* _Source data_
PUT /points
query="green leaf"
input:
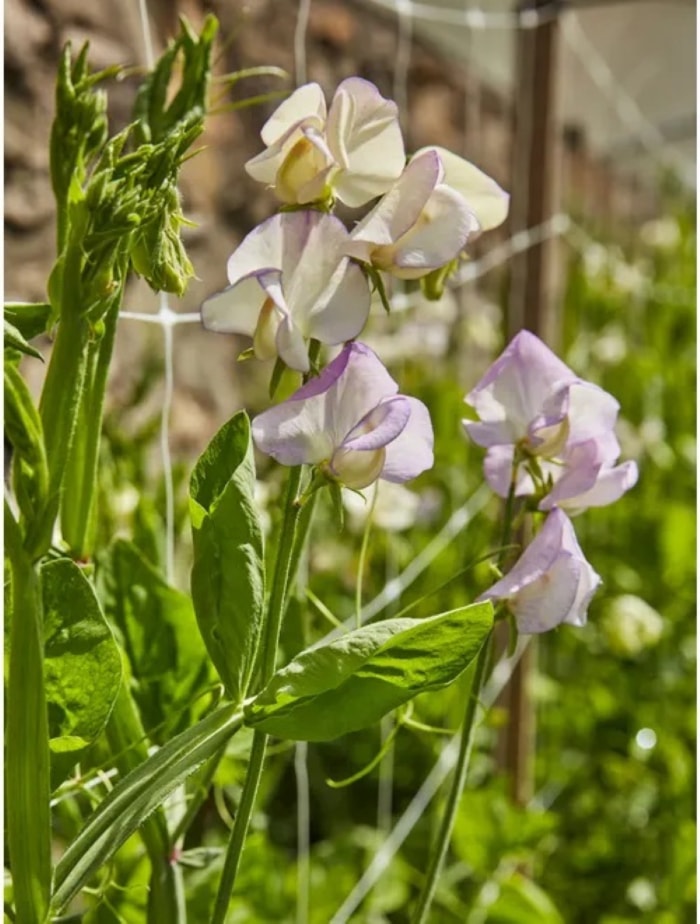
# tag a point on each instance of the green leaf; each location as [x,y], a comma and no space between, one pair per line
[15,341]
[82,664]
[30,318]
[168,659]
[134,798]
[522,901]
[228,576]
[351,683]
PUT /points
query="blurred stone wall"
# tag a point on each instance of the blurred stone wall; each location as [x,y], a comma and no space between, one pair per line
[445,107]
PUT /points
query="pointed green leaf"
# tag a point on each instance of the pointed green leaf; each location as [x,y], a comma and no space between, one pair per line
[168,660]
[351,683]
[82,664]
[133,799]
[228,585]
[13,340]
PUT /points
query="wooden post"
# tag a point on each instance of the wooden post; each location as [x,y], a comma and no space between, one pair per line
[535,166]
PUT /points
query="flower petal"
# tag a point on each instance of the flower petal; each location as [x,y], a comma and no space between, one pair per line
[363,133]
[609,486]
[515,389]
[444,228]
[382,425]
[307,100]
[328,295]
[312,424]
[235,310]
[400,208]
[483,195]
[412,451]
[259,251]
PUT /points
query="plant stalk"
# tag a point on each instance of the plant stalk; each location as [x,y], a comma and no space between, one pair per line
[420,914]
[27,765]
[278,596]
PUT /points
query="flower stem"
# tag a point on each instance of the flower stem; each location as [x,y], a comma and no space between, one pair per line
[278,596]
[420,915]
[425,900]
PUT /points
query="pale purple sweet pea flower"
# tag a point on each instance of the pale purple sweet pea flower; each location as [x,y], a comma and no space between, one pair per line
[532,403]
[551,583]
[289,281]
[355,150]
[351,422]
[423,223]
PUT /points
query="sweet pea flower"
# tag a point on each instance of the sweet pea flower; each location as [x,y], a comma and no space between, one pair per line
[350,422]
[289,281]
[425,220]
[561,427]
[551,583]
[354,150]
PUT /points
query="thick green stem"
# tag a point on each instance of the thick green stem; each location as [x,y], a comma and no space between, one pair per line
[61,395]
[27,769]
[420,915]
[80,478]
[286,554]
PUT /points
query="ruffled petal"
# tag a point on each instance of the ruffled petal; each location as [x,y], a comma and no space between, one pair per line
[412,451]
[382,425]
[484,196]
[515,389]
[291,345]
[235,310]
[259,251]
[363,133]
[328,296]
[399,210]
[608,487]
[441,233]
[307,100]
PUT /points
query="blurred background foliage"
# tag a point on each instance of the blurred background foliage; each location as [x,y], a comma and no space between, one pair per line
[609,834]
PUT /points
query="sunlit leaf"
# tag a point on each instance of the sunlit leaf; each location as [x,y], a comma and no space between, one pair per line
[351,683]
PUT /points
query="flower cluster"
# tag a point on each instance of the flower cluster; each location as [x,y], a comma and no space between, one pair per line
[550,437]
[301,276]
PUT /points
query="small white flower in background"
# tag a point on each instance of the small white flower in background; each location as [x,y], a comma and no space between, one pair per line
[289,281]
[351,422]
[395,509]
[425,220]
[354,150]
[630,625]
[551,583]
[661,233]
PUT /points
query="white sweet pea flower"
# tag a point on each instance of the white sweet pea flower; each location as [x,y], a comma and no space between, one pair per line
[354,151]
[551,583]
[351,422]
[289,282]
[485,198]
[425,221]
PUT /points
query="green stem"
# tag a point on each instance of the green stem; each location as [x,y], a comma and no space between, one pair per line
[61,395]
[420,915]
[127,741]
[363,556]
[80,479]
[278,596]
[27,769]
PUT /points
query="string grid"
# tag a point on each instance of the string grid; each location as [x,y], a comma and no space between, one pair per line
[560,225]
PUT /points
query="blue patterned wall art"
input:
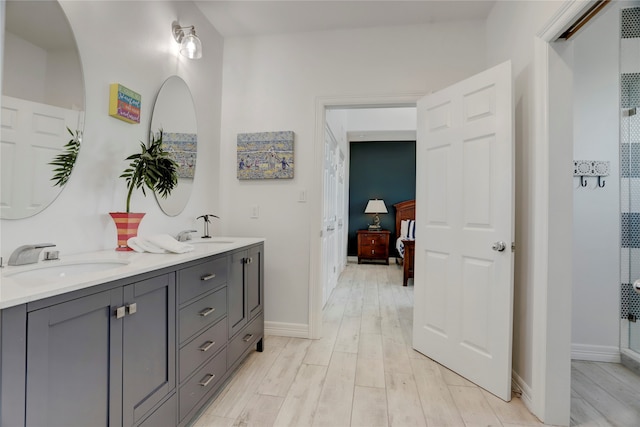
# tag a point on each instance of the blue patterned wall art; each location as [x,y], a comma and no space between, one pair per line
[182,147]
[265,155]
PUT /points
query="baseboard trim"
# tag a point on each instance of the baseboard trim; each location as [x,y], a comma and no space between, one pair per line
[281,329]
[595,353]
[519,386]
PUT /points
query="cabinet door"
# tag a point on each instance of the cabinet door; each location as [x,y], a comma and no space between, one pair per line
[74,363]
[237,309]
[149,345]
[254,273]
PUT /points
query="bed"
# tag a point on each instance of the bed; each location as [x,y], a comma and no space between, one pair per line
[405,232]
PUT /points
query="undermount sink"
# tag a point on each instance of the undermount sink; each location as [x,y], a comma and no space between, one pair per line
[213,240]
[65,269]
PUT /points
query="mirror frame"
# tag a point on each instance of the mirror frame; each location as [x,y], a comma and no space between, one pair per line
[39,189]
[174,112]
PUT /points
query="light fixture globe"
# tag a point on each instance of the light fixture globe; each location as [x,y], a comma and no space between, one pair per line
[190,44]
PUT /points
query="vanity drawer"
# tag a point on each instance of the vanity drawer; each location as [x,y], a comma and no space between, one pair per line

* _The task_
Each record is to be restated word for word; no picture goes in.

* _Solution to this task_
PUT /points
query="green leaf"
input:
# tag a point on each instance of the green leaf; each location as [x,y], a comma and no space between, one pair per line
[15,341]
[82,664]
[30,318]
[168,659]
[134,798]
[522,901]
[228,576]
[351,683]
PUT /points
query="blurred stone wall"
# tag a point on each instance of the blurred stone wall; each location as [x,y], a comma and no space between, one pair per line
[445,107]
PUT /points
query="pointed green leaf"
# tag a point on each instance of the pointed green leaf; each location as [x,y], a comma and no space between, one pair per line
[168,660]
[351,683]
[82,664]
[133,799]
[228,585]
[13,340]
PUT /points
query="wooden post"
# tag a point on each instance of the wooden post; each location as [x,y], a comma and no space between, one pair per line
[535,166]
PUT /points
query="flower petal"
# tag a point on each instance of the flower petal; each location as [x,y], a comma and no space between, one pair per line
[363,133]
[609,486]
[515,389]
[444,228]
[382,425]
[307,100]
[328,295]
[312,424]
[235,310]
[400,208]
[483,195]
[412,451]
[259,251]
PUT /points
query="plant stalk"
# tag a point on each instance of the plant stalk; each location as [x,y], a comma and no space between, one pair per line
[420,914]
[27,765]
[278,596]
PUT /points
query="flower stem"
# tag a point on each instance of the flower stem; each location as [x,y], a comma and no space between, one pair per line
[278,596]
[420,915]
[425,900]
PUT /points
query="pale purple sweet pea flower"
# tag a point on each instance of the pale purple sweet pea flower; each location as [x,y], a comma and no space between, one pair per line
[532,403]
[551,583]
[289,281]
[355,150]
[351,422]
[423,223]
PUT /points
query="sweet pea flower"
# tag a point on each instance of the sweet pea flower; each location as [x,y], a comma and no space between, one pair per line
[350,422]
[289,281]
[425,220]
[561,427]
[551,583]
[354,150]
PUT /points
query="thick green stem"
# tag a point on each instance of the thick green stem; each location as [x,y], a comma and no space between, one pair per line
[61,395]
[27,769]
[420,915]
[80,478]
[286,554]
PUT /points
query="ruffled petal"
# tag a point on each instance of the ruffled petal; each location as [x,y], a comma and no space between, one pair per line
[412,451]
[382,425]
[484,196]
[515,389]
[291,345]
[235,310]
[259,251]
[363,133]
[328,296]
[399,210]
[608,487]
[441,233]
[307,100]
PUT /points
query="blurred background foliage"
# tag a point on each instance of the blurred background foliage; each location as [x,y], a comma and no space between, one pair per line
[609,834]
PUT /points
query="sunlit leaf"
# tag a point on each instance of the sunlit leaf; each location as [x,y], a comma and no space between, one pair per line
[351,683]
PUT /points
query="flower cluster"
# tag a point on each instance of the flower cluster; each location as [x,y], a comma and no space between, one pair per line
[550,437]
[301,276]
PUT /points
query="small white flower in background"
# tag a point on each instance of the small white flower in background; each location as [x,y], a comma and no space between, one pair per line
[289,281]
[351,422]
[395,509]
[425,220]
[354,150]
[630,625]
[551,583]
[661,233]
PUT /points
query="white sweet pea flower"
# tag a point on each instance of the white sweet pea flower; each location as [x,y], a comma and no space between, one pair per line
[354,151]
[551,583]
[351,422]
[289,282]
[485,198]
[425,221]
PUT /points
query="green stem"
# tag a point on each instance of the green stem; each location as [x,y], a comma and no space between, one pair per line
[61,395]
[420,915]
[127,741]
[363,556]
[80,479]
[278,596]
[27,769]
PUT /points
query="string grid"
# tag a point on each instance of the string grid; each location as [x,y], a comma and no space between, one pair per line
[560,225]
PUT /points
query="blue patterned wall art"
input:
# tag a point on each instance of the blue patterned wall art; each location as [x,y], a comma and no space between, one pair per line
[182,147]
[265,155]
PUT /points
query="baseboard trim"
# tag a point on each instance of the baseboard trim; each location as [x,y], a comma and no space between, one pair per line
[281,329]
[595,353]
[519,386]
PUT /points
query="cabinet door"
# tag a point on each instance of the cabinet door; each location as [x,y], a comma and no space between, one pair per line
[74,363]
[237,309]
[149,345]
[254,273]
PUT /points
query="bed"
# tag a point on each instance of the bed; each location as [x,y], a comma and no space between, one pair per line
[405,232]
PUT /points
query="undermount sink"
# tag a point on each instance of the undermount sink; each location as [x,y], a comma and no space between, one pair per line
[213,240]
[65,269]
PUT /points
query="mirror frame"
# tag a point on each instance of the mirror frame; each location as [x,y], a comma and no space between, one pair per line
[39,189]
[174,112]
PUT /points
query="light fixture globe"
# tag a point on each instance of the light fixture globe; each location as [x,y], a comma and no space between, one pair per line
[190,44]
PUT /points
query="vanity drawer"
# tag a point on each instance of the vanity drawer; each location as [x,y], a comma and no space between, one pair per line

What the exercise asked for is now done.